Dataset entries
※ ※ ※

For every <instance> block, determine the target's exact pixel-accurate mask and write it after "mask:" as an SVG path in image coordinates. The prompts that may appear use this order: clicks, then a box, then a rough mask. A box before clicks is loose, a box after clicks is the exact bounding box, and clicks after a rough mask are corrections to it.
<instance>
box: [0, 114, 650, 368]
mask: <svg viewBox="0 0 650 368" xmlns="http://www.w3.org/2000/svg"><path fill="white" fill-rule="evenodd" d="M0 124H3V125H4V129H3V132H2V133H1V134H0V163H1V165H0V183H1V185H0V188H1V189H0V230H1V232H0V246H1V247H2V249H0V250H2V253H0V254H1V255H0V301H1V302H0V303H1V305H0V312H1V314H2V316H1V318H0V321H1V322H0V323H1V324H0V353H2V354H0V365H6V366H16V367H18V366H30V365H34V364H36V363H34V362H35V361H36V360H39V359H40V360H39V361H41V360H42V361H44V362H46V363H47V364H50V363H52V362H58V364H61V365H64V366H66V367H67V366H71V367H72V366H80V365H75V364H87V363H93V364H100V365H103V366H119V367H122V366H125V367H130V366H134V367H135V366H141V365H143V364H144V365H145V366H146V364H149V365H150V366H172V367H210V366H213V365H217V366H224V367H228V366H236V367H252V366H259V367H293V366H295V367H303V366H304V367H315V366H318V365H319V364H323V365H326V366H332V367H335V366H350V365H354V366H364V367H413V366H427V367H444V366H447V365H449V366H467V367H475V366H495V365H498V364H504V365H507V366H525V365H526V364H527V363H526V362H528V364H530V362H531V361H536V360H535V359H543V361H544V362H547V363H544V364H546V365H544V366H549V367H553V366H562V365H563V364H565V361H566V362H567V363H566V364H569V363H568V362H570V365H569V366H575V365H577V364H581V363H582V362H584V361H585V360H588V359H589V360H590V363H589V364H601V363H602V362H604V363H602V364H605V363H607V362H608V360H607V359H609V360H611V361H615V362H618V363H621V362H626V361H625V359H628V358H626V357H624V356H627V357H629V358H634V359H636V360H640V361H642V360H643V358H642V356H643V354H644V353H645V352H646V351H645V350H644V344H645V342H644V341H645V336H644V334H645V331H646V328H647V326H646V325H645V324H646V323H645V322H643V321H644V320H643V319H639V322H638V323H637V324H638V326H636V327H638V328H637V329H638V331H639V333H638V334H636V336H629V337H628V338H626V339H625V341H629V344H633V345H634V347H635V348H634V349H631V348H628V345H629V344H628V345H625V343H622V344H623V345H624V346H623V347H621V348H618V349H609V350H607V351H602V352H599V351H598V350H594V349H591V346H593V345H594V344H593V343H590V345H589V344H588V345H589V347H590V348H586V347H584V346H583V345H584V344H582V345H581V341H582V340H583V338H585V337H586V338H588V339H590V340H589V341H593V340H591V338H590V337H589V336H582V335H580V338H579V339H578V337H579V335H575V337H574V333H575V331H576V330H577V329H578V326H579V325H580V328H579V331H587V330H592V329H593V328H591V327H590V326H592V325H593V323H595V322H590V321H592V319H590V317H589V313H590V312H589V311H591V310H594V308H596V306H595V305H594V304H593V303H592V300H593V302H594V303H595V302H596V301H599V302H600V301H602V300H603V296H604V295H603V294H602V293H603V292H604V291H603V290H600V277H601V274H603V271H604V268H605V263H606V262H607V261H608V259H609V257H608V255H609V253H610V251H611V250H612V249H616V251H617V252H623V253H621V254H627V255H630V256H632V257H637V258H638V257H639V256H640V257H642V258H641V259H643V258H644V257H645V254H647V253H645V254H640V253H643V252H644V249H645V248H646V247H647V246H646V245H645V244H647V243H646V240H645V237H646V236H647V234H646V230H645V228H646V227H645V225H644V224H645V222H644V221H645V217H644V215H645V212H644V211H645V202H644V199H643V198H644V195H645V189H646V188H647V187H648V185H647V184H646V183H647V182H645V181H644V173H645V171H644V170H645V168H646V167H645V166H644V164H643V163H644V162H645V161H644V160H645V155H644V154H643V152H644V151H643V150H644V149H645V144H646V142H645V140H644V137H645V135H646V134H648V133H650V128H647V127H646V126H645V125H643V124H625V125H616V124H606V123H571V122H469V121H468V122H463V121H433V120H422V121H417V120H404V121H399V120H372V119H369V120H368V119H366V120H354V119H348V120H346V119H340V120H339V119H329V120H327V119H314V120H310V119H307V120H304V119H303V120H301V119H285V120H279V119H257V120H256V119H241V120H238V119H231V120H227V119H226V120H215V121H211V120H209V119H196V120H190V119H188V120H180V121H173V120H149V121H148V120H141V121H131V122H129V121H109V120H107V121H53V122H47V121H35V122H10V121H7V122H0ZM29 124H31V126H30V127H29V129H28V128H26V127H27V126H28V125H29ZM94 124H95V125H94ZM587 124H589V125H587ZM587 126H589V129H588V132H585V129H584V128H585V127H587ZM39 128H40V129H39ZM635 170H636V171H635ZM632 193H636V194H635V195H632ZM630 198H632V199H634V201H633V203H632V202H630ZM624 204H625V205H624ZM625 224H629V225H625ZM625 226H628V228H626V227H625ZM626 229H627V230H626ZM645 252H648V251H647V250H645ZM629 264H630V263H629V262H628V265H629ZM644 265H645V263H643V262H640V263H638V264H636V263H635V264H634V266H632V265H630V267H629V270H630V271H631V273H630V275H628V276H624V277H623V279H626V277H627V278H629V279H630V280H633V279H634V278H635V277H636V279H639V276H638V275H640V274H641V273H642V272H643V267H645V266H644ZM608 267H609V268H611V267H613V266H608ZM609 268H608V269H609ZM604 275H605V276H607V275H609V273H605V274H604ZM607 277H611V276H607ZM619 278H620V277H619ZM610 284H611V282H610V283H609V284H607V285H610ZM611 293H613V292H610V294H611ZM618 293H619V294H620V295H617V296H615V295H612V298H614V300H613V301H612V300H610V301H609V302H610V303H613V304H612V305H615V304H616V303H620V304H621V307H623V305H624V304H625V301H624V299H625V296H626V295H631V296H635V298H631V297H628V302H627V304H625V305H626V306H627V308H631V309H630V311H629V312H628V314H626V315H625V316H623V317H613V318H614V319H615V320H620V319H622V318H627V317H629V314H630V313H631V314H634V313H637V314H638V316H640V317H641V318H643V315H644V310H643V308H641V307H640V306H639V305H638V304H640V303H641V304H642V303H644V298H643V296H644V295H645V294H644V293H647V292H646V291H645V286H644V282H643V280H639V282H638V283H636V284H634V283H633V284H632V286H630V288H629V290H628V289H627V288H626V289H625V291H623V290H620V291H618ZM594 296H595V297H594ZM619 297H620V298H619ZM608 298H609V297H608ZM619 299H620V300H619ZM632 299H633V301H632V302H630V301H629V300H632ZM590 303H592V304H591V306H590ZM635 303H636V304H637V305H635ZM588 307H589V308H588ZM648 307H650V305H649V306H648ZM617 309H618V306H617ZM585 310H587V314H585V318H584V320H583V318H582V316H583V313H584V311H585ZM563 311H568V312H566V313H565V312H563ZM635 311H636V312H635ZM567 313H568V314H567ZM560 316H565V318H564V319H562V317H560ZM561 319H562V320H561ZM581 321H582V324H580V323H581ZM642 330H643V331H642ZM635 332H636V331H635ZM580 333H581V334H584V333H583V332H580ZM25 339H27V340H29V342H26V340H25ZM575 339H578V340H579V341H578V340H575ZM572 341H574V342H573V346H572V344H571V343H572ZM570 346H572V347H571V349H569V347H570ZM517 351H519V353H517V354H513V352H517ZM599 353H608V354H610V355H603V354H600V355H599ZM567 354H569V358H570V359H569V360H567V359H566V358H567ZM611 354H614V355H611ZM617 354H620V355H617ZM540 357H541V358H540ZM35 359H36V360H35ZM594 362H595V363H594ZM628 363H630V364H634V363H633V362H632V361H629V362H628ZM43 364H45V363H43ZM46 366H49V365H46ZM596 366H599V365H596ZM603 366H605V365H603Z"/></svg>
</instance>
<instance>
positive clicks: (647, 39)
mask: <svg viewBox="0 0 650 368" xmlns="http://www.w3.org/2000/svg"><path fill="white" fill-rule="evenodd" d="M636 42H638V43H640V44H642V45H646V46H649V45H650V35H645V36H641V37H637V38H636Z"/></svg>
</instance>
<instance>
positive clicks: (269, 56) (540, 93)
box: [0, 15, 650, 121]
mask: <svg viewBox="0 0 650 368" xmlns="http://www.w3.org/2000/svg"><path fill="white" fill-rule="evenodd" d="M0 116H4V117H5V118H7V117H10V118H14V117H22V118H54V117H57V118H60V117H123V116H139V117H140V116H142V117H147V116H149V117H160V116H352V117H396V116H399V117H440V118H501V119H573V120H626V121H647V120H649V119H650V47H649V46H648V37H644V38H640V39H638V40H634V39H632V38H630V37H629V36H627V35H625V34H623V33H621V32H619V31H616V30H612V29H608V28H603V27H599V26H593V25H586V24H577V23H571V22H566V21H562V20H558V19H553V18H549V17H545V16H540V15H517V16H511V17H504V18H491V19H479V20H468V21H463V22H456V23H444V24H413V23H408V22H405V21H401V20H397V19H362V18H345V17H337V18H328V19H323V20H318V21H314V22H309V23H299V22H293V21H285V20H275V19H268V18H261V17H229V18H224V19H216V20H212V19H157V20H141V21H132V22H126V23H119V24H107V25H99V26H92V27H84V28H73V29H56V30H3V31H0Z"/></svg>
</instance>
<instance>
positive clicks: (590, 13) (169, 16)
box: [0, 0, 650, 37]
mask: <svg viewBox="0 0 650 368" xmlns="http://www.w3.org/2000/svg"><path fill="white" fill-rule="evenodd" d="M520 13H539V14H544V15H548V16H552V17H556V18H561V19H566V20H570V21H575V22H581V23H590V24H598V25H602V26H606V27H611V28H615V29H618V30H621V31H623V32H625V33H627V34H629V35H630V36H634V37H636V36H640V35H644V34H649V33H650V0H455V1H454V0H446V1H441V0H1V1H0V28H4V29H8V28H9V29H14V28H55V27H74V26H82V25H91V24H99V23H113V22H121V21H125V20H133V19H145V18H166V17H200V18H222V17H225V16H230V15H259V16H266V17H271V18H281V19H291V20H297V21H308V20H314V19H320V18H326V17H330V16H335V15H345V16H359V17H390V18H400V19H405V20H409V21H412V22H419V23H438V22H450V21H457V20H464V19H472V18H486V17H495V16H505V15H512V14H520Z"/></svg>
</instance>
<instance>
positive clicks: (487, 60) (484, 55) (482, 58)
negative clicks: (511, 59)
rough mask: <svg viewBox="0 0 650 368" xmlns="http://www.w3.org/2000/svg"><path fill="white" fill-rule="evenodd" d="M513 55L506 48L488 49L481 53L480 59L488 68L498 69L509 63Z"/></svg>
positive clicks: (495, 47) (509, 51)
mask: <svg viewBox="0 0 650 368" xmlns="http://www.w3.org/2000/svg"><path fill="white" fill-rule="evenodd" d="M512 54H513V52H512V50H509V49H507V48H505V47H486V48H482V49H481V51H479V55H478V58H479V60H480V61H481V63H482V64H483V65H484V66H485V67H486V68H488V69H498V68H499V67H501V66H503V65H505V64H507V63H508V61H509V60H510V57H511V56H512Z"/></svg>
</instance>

※ ※ ※

Goal of the exercise:
Copy the lines above exactly as they appear, everything from the start of the items down to the line containing "box: [0, 114, 650, 368]", with both ends included.

Task result:
For every <instance> block, determine the target's exact pixel-accurate mask and write it after "mask:" as an SVG path in image coordinates. The prompts that may appear use this order: clicks, then a box, then a rough mask. A box before clicks is loose, a box after clicks is the exact bounding box, and clicks after a rough mask are corrections to it.
<instance>
box: [0, 114, 650, 368]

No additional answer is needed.